Required tasks:
1. In the text about pandemic learning loss, which tests does the writer propose repurposing as shorter diagnostic exams this fall?
2. List every setting where a child might be enrolled that the text about pandemic learning loss names as able to receive the optional diagnostic tool.
3. Pick up the text about pandemic learning loss after its final sentence and keep writing it.

Text for analysis:
==================================================

We are now seven months into this pandemic crisis and we still haven’t provided most parents with the answer to a simple question: have their children fallen behind? 


Districts, educators and policymakers are all concerned about learning loss. What is missing right now in far too many cases is hard data. One immediate step we could take is to repurpose last spring’s assessment tests, which were never given, and put them to use this fall as shorter diagnostic exams. 

Every year, states release a set of questions from the annual spring assessment for grades 3-8. Test items are released in both reading and math and for every grade level. With a small amount of work from test vendors or departments of education, those questions could be organized into quick diagnostic exams in core subjects. Parents could sit their child down and ask them to complete 10 questions in reading and math from either their current grade level or last year’s grade level and quickly score the results. This kind of optional tool can be provided to all children, whether they are enrolled at a traditional public school, public charter school, microschool, pod or homeschool.

==================================================

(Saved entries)
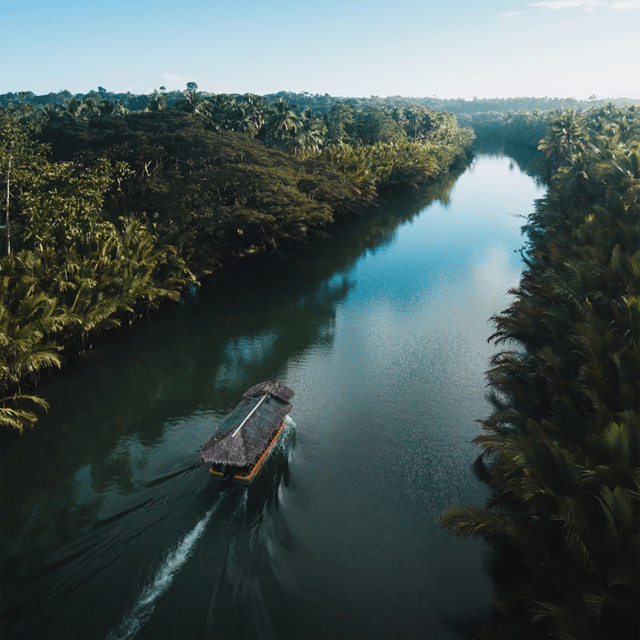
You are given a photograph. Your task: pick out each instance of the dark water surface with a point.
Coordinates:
(111, 530)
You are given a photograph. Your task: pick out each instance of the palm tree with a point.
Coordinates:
(282, 122)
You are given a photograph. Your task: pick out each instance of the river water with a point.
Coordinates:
(110, 528)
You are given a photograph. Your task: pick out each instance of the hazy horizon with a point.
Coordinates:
(409, 48)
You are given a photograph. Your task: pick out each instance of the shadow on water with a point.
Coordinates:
(103, 505)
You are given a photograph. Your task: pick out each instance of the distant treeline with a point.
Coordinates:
(321, 103)
(107, 212)
(561, 450)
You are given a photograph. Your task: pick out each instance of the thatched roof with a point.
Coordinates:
(238, 442)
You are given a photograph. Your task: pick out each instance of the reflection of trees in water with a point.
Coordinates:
(523, 156)
(110, 408)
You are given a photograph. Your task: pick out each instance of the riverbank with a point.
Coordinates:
(126, 208)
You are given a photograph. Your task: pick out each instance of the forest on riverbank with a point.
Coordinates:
(108, 212)
(561, 450)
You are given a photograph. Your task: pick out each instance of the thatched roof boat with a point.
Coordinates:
(245, 438)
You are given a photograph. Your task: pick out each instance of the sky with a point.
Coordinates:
(360, 48)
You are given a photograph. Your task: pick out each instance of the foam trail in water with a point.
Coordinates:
(146, 603)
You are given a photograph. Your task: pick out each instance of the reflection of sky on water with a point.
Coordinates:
(382, 333)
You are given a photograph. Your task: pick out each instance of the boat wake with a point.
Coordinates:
(176, 558)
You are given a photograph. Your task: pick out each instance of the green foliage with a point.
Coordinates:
(562, 447)
(112, 220)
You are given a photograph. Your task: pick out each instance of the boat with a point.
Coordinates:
(246, 437)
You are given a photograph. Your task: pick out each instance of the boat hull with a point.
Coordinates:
(245, 479)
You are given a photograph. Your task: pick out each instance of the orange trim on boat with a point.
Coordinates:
(254, 471)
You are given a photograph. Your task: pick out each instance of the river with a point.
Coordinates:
(111, 529)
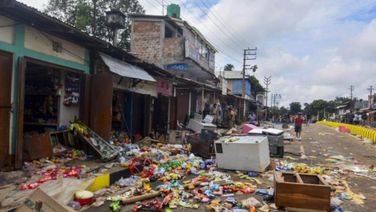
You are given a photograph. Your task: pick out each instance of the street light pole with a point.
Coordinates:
(267, 81)
(247, 52)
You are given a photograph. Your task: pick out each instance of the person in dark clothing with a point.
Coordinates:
(298, 126)
(206, 110)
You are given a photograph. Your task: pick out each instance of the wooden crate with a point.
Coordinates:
(306, 191)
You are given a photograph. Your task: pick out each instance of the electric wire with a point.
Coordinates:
(221, 21)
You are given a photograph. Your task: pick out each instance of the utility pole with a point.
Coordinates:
(267, 81)
(370, 90)
(163, 5)
(351, 91)
(370, 98)
(351, 96)
(249, 54)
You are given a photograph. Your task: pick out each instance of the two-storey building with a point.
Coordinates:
(174, 45)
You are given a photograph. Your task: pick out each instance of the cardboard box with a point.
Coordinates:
(305, 191)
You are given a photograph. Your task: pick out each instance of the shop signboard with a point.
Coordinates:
(192, 51)
(164, 87)
(177, 67)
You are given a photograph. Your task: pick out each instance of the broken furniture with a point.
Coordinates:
(242, 152)
(198, 125)
(275, 139)
(37, 145)
(201, 145)
(304, 191)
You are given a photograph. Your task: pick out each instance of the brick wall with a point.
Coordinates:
(173, 50)
(146, 42)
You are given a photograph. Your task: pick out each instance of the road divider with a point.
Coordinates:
(364, 132)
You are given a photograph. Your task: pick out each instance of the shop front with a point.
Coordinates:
(131, 96)
(41, 80)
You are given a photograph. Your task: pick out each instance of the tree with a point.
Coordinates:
(295, 107)
(229, 67)
(90, 16)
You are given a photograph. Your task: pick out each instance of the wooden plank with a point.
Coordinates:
(305, 192)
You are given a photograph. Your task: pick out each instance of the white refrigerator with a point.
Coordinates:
(243, 153)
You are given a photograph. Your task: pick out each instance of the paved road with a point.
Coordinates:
(320, 141)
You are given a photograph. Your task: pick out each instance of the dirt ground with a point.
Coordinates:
(317, 144)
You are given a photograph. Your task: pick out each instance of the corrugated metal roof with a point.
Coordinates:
(125, 69)
(234, 75)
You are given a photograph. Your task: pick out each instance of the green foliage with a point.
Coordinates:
(229, 67)
(90, 16)
(295, 107)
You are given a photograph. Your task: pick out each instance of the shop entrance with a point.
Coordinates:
(49, 99)
(161, 115)
(5, 105)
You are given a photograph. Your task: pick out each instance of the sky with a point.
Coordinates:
(312, 49)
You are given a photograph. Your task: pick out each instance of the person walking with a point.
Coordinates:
(298, 126)
(231, 117)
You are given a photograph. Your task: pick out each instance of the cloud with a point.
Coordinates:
(312, 48)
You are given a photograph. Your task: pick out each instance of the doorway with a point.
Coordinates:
(6, 61)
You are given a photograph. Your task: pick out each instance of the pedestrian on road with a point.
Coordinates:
(298, 127)
(231, 117)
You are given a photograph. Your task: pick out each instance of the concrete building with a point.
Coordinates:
(176, 46)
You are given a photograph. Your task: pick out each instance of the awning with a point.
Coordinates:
(125, 69)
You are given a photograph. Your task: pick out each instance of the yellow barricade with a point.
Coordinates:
(364, 132)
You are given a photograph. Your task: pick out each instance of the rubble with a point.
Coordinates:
(168, 176)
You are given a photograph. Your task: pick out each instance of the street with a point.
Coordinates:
(319, 142)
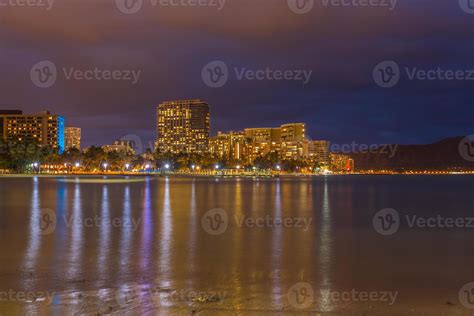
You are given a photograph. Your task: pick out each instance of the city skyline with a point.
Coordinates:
(341, 101)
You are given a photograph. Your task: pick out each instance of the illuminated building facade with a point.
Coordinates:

==================================================

Task responses:
1. Last spring's assessment tests, which were never given.

2. Traditional public school, public charter school, microschool, pod, homeschool

3.
While these micro-tests could help families with a rough sense of where their students stand this fall, with a little more time, we could use a similar approach to do a full mid-year checkup. To do so, states would instruct their test vendors to pull a sample of questions from the past three years of assessments and administer two- to three-hour mid-year assessments in the first two weeks of January. You’d end up with a statewide baseline, parents would have immediately usable information about their child and we would surface some of the implementation challenges of giving an assessment with students learning remotely that would help us prepare for end-of-the-year assessments in the spring.

As states hit pause on typical accountability consequences attached to assessments, we have the opportunity to use tests for their original purpose – understanding what students know.  Likewise, this year provides us with an opportunity to involve parents much more directly in the assessment process and ensure the information is useful to them and their children. 

Where schools and districts are already moving forward with these mid-year diagnostic plans,  we should focus on making sure the data at the grade and school level is released publicly. In Tennessee, for example, the Department of Education asked all districts to assess learning loss at the start of the academic year. Yet they have not required districts to publish results of those assessments. With parents in a front-row seat for their child’s education like never before, it is only with transparency that they will be able to serve as the strong partners with teachers that we need them to be.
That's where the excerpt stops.